───── Rows ─────

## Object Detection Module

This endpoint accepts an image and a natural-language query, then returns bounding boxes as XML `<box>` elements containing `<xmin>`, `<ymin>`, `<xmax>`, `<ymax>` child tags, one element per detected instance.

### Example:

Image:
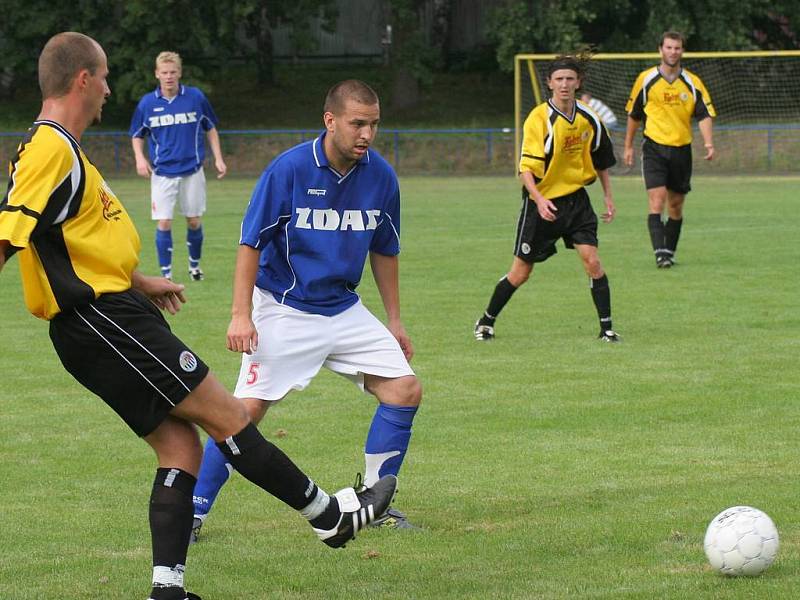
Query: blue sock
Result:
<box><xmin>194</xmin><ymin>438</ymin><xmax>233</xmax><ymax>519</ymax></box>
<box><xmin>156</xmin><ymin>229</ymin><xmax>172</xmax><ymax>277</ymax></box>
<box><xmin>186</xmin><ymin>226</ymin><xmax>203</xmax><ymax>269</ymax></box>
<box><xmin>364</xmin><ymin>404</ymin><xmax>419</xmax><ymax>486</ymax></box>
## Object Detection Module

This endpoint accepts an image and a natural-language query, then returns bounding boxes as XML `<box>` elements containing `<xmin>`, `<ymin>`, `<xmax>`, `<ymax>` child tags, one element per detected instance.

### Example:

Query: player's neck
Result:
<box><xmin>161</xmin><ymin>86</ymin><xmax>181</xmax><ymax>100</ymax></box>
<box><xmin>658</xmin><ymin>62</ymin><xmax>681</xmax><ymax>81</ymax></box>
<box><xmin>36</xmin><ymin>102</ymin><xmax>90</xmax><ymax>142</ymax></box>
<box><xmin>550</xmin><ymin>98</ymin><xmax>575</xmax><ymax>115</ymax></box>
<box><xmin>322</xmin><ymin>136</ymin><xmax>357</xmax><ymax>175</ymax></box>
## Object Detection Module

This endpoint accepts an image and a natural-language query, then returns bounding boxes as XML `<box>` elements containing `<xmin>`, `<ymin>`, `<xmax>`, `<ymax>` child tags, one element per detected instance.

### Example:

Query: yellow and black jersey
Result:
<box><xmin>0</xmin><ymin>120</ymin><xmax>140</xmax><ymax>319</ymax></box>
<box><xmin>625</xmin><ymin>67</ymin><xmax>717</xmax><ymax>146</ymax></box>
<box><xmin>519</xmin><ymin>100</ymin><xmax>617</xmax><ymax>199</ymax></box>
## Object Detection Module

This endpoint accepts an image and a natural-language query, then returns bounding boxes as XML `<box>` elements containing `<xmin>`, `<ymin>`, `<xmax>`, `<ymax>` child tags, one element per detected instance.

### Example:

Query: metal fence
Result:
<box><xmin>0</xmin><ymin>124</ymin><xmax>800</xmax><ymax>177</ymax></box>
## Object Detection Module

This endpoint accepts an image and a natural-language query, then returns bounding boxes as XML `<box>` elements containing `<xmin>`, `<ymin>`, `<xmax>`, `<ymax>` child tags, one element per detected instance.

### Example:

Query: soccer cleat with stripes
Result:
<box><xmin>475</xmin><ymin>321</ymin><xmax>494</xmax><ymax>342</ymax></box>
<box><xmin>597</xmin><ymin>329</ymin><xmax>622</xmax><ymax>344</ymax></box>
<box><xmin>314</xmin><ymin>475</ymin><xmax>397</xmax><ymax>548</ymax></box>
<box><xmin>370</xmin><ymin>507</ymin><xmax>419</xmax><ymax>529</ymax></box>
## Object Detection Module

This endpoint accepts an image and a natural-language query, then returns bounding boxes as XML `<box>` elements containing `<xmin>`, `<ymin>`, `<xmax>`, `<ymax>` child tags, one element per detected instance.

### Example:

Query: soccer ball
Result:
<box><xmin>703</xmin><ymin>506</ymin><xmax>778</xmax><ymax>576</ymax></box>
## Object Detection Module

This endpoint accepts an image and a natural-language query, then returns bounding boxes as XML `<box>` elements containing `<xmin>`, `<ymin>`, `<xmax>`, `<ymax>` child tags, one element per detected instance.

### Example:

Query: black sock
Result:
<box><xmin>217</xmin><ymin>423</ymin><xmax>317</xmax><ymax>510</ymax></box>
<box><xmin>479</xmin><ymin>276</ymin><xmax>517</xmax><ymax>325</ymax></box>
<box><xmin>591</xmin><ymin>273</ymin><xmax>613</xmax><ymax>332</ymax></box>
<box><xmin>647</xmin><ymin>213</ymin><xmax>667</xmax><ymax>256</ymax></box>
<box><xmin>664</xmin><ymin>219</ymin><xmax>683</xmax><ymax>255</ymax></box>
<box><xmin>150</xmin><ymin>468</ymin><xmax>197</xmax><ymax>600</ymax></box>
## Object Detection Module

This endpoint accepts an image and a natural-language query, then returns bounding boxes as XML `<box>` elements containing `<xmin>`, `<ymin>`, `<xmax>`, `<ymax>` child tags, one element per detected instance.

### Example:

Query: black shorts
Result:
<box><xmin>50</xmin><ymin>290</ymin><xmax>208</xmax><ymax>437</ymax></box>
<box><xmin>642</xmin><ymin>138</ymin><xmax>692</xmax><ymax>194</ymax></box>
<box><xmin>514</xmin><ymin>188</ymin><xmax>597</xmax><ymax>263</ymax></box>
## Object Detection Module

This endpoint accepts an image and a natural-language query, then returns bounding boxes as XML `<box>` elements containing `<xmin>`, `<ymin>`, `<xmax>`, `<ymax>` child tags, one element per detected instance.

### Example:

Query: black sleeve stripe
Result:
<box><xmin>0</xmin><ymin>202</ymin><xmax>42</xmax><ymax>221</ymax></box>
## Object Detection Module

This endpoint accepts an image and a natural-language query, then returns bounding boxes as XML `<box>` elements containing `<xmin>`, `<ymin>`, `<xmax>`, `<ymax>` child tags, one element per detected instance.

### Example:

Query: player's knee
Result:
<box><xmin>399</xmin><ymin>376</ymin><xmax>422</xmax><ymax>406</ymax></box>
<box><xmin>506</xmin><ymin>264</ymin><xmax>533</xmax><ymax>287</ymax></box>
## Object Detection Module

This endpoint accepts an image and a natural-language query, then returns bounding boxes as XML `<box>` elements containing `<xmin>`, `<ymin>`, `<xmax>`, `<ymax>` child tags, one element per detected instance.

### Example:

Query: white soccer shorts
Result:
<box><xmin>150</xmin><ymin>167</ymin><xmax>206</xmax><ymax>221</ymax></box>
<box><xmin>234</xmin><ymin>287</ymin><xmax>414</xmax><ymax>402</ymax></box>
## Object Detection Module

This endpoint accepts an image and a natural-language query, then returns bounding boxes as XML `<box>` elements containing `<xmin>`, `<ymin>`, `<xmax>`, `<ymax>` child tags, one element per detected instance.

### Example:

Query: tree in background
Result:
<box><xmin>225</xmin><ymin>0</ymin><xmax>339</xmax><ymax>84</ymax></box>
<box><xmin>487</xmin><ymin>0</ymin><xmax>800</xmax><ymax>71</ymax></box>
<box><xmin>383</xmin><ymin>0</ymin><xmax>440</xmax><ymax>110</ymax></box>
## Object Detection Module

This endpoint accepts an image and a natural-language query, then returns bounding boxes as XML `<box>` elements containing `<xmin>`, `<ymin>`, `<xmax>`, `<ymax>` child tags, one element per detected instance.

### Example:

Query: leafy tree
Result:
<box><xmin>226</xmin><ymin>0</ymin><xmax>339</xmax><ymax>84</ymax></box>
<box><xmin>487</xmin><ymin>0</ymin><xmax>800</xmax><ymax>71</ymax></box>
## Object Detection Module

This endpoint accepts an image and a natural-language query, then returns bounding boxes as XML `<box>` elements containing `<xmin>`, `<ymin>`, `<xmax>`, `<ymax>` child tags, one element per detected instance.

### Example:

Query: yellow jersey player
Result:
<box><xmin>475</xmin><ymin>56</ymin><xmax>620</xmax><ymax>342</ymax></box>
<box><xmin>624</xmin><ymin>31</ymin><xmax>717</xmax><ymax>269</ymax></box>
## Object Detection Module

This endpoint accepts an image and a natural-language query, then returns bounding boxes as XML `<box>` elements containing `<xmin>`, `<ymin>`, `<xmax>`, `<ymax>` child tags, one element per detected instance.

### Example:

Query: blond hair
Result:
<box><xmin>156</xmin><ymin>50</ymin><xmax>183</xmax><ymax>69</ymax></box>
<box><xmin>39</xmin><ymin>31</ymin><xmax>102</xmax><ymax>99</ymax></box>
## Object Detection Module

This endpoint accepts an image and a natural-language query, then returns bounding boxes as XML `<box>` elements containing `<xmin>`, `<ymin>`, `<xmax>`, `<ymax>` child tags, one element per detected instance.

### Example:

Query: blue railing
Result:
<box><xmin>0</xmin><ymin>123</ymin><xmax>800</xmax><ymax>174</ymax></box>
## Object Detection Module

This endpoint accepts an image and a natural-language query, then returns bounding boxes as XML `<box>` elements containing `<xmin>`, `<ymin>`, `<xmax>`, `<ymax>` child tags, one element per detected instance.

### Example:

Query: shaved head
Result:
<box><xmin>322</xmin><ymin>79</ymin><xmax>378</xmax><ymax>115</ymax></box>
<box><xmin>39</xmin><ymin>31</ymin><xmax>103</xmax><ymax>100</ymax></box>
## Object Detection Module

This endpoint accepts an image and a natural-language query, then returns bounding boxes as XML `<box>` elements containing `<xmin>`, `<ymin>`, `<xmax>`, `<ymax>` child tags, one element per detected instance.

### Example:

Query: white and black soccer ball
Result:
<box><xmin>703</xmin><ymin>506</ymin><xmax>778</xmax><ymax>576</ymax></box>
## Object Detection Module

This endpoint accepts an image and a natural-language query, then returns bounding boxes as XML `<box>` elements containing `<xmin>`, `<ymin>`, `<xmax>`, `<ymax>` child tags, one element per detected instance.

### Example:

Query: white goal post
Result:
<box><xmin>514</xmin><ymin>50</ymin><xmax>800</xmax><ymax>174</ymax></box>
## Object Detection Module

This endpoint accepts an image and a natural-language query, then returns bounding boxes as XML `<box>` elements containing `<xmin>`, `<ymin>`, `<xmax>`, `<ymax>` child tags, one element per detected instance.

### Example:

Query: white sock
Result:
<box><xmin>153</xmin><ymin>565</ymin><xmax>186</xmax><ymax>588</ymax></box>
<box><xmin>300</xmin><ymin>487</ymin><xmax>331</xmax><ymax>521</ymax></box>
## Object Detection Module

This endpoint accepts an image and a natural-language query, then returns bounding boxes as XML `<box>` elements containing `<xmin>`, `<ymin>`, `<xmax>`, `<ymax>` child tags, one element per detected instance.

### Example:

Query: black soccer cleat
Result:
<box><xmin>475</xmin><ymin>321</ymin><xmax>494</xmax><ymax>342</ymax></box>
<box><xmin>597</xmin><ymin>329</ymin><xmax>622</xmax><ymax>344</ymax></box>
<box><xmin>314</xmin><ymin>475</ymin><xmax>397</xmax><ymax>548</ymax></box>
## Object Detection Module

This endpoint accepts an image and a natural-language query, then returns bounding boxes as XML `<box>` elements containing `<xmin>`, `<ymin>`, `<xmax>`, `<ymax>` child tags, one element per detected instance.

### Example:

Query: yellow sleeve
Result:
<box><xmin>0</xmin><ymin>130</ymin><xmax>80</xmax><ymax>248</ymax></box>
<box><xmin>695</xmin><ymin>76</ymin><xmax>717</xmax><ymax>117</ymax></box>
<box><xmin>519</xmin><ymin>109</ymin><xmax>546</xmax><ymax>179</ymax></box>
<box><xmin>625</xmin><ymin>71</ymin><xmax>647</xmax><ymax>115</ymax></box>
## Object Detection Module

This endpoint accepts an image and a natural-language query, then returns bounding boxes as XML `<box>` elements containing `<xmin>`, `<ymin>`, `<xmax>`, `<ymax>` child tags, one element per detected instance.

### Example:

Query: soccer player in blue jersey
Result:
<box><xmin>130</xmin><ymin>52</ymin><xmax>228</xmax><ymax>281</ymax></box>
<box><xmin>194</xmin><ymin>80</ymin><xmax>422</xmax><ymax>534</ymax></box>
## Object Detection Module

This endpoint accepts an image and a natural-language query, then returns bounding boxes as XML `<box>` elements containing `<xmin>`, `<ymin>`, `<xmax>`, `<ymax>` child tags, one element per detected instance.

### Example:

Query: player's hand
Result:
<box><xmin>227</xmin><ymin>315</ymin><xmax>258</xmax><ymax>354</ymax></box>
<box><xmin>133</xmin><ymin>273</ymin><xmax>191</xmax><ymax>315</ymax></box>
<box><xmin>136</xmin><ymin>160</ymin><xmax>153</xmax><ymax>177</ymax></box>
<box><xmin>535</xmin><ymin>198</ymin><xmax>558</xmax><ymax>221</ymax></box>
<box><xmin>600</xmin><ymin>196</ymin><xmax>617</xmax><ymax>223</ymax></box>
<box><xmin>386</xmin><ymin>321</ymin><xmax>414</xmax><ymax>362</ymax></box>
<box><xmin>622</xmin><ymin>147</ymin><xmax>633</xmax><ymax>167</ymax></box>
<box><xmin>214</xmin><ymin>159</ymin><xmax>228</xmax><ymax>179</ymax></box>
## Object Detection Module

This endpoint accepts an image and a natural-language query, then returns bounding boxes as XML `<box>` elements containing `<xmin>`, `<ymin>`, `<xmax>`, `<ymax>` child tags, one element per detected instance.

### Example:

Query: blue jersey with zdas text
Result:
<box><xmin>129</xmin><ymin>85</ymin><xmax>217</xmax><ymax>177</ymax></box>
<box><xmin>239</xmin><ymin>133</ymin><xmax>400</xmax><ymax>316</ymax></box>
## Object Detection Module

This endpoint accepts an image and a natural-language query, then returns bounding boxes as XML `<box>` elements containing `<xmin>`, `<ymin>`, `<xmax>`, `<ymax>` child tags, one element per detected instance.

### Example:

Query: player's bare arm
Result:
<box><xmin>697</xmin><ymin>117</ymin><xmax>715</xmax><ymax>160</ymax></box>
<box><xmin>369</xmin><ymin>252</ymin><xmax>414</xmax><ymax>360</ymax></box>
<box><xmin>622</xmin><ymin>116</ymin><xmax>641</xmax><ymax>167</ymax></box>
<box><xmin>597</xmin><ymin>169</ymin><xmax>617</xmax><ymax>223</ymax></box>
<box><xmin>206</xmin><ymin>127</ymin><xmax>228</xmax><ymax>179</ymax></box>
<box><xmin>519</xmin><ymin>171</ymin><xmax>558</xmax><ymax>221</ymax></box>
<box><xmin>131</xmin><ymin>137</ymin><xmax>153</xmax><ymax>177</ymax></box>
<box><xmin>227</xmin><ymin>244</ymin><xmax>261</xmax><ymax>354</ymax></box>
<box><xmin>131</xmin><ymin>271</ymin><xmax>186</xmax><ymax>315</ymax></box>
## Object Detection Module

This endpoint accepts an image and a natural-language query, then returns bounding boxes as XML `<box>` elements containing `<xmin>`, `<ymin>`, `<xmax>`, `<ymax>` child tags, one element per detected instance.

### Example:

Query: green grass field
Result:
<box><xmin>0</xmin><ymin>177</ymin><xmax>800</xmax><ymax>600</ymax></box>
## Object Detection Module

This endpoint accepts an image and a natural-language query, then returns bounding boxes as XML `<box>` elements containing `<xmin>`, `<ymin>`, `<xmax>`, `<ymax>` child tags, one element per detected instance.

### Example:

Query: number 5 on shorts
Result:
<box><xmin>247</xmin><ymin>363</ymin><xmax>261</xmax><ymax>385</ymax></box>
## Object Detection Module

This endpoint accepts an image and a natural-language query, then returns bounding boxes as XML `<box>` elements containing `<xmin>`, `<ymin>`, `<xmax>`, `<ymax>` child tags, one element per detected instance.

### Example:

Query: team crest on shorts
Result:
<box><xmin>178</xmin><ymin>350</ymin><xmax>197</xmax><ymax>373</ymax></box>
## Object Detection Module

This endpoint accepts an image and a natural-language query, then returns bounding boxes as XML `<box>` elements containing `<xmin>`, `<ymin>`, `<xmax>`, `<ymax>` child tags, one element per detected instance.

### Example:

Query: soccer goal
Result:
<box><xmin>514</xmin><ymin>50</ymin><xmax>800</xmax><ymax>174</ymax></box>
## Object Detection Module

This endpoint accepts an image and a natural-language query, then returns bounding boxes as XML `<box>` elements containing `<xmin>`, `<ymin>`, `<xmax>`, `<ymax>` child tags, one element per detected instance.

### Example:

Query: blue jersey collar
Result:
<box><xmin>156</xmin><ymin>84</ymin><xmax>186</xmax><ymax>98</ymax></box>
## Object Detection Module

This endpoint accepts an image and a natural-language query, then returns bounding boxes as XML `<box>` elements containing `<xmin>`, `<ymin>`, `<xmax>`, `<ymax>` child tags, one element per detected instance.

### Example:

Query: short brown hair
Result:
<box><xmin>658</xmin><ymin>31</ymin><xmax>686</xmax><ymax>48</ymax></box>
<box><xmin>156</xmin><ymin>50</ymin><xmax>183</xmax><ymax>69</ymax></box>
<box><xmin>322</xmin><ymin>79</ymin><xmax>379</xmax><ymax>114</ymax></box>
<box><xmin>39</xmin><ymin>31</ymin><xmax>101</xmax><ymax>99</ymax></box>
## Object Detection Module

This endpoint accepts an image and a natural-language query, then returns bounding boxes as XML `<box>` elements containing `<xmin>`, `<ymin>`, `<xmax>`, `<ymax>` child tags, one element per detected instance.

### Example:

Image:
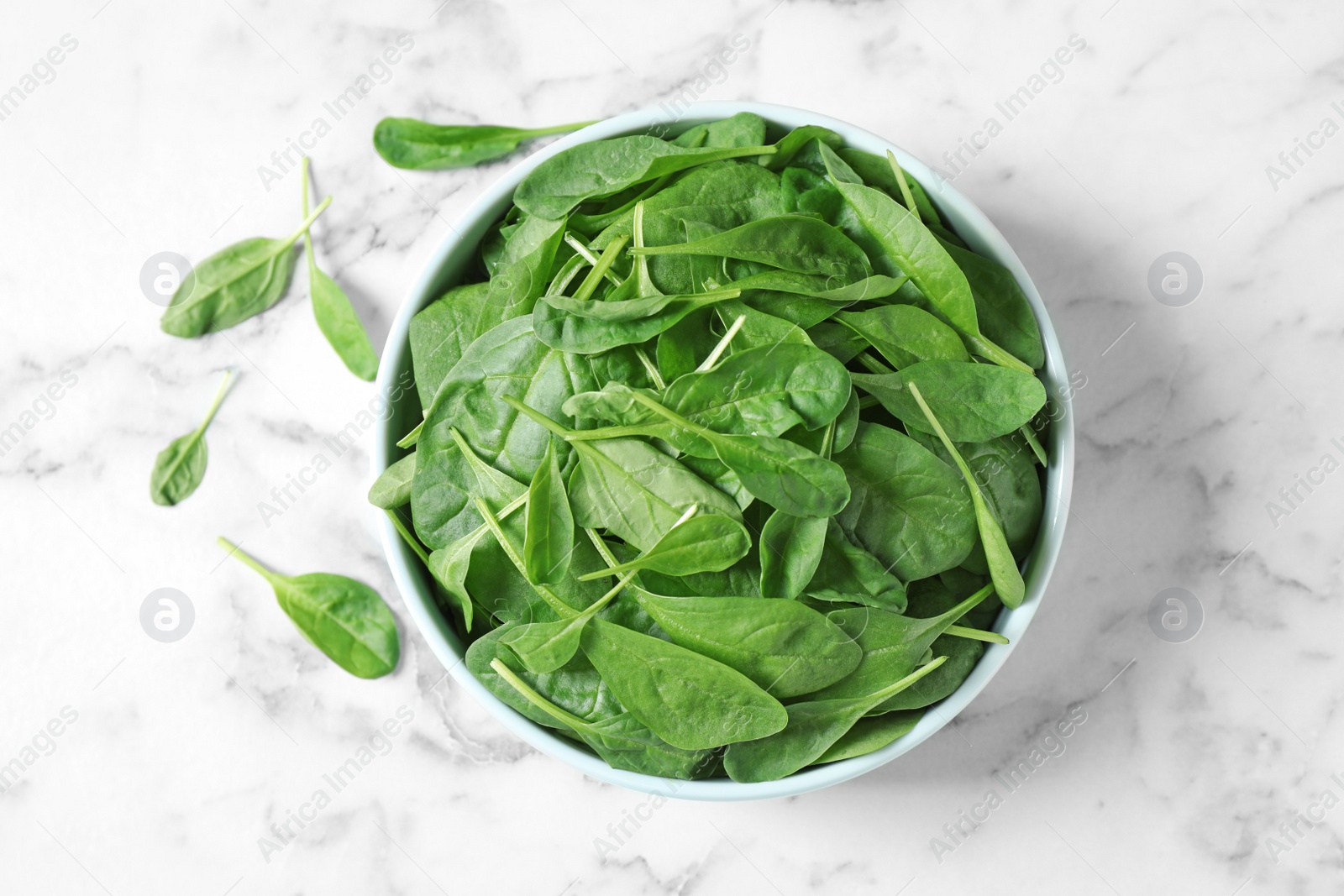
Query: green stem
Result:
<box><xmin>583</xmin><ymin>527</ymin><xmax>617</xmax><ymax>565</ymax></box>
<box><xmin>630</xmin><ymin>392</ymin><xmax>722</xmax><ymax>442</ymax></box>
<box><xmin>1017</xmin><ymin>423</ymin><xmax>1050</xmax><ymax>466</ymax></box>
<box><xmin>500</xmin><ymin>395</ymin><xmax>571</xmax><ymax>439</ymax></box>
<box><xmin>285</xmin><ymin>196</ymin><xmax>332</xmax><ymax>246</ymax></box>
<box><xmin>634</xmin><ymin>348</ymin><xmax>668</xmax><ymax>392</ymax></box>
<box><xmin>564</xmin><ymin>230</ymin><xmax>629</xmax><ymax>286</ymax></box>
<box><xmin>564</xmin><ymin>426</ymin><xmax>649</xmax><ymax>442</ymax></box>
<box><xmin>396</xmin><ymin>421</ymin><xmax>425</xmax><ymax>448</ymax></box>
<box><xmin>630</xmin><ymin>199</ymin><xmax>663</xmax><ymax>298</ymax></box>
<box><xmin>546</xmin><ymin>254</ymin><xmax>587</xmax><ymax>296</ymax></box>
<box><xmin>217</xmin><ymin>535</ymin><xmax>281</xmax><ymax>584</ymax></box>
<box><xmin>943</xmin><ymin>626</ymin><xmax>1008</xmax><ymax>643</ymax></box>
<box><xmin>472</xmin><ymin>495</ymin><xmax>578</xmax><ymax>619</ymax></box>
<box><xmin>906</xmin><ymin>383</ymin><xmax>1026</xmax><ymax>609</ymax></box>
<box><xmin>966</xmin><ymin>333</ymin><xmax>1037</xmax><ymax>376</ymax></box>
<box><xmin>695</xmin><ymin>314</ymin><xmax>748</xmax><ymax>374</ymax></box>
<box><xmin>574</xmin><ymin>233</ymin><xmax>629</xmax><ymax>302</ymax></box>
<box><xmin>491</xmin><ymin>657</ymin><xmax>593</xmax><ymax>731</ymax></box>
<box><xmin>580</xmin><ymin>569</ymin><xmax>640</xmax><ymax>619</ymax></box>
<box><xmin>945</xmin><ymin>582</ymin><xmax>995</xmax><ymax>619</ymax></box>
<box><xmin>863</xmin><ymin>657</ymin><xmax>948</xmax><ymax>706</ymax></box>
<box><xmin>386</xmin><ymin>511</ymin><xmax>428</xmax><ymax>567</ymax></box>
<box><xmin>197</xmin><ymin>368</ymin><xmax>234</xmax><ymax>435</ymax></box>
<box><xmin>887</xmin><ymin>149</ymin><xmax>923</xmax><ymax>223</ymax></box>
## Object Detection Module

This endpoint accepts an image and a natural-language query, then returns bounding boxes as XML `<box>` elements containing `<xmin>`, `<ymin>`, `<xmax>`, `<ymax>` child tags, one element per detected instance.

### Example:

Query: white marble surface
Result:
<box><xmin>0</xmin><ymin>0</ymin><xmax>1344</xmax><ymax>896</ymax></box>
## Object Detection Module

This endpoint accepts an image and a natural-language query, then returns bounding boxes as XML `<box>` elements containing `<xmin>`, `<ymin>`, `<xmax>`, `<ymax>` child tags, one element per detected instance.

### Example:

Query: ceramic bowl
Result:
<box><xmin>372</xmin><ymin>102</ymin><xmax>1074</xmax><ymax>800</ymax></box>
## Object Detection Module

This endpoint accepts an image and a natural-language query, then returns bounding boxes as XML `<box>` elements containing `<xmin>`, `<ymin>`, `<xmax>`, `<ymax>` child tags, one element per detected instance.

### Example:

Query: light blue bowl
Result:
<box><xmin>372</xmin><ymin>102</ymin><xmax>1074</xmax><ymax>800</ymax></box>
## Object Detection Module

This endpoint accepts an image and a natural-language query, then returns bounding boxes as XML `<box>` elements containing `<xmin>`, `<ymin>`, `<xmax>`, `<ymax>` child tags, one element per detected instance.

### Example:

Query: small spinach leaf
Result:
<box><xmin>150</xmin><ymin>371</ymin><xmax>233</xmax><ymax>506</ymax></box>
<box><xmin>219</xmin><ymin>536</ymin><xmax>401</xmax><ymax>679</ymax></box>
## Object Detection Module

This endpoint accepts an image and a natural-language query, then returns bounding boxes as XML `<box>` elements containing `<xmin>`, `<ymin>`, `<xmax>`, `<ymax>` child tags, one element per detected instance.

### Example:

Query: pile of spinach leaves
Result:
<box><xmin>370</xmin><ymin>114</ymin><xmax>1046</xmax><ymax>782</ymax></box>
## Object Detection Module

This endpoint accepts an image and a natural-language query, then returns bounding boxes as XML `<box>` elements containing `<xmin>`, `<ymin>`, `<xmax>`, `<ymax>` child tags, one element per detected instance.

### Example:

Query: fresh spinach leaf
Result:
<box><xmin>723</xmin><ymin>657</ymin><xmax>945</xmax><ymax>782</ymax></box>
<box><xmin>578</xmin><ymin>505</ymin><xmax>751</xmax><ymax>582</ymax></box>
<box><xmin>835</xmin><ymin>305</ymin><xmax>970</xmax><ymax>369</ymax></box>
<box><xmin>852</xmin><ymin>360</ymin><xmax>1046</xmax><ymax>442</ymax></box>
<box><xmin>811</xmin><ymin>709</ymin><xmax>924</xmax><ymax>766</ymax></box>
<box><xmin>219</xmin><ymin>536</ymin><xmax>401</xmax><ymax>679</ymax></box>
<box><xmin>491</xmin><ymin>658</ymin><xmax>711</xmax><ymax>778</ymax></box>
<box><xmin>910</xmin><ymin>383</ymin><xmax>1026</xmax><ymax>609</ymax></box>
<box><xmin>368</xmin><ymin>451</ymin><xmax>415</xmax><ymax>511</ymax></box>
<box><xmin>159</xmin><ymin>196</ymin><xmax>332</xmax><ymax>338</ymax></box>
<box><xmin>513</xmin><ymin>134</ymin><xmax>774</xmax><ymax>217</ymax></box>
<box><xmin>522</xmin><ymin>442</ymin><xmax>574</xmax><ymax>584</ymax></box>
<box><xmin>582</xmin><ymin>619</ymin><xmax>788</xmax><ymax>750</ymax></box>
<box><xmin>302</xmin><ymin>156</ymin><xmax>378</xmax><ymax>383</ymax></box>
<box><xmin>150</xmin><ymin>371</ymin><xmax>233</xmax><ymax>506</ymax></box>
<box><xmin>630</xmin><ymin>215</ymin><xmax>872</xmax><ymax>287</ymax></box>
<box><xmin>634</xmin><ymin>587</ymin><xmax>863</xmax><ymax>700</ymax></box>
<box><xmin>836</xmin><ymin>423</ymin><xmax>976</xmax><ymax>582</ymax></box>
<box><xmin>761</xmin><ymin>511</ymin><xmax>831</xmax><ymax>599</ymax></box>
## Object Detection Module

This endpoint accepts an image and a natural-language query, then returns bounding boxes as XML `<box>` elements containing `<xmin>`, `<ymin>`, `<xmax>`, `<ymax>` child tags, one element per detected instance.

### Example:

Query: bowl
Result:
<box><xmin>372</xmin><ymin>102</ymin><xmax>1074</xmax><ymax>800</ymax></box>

─────

From the records above, select each line that contains the string "spinach" and copy it out. Treat uppercase and lowercase as different, so a line matches only when the case is the same.

Query: small spinach leaf
Query: pile of spinach leaves
Query: fresh spinach leaf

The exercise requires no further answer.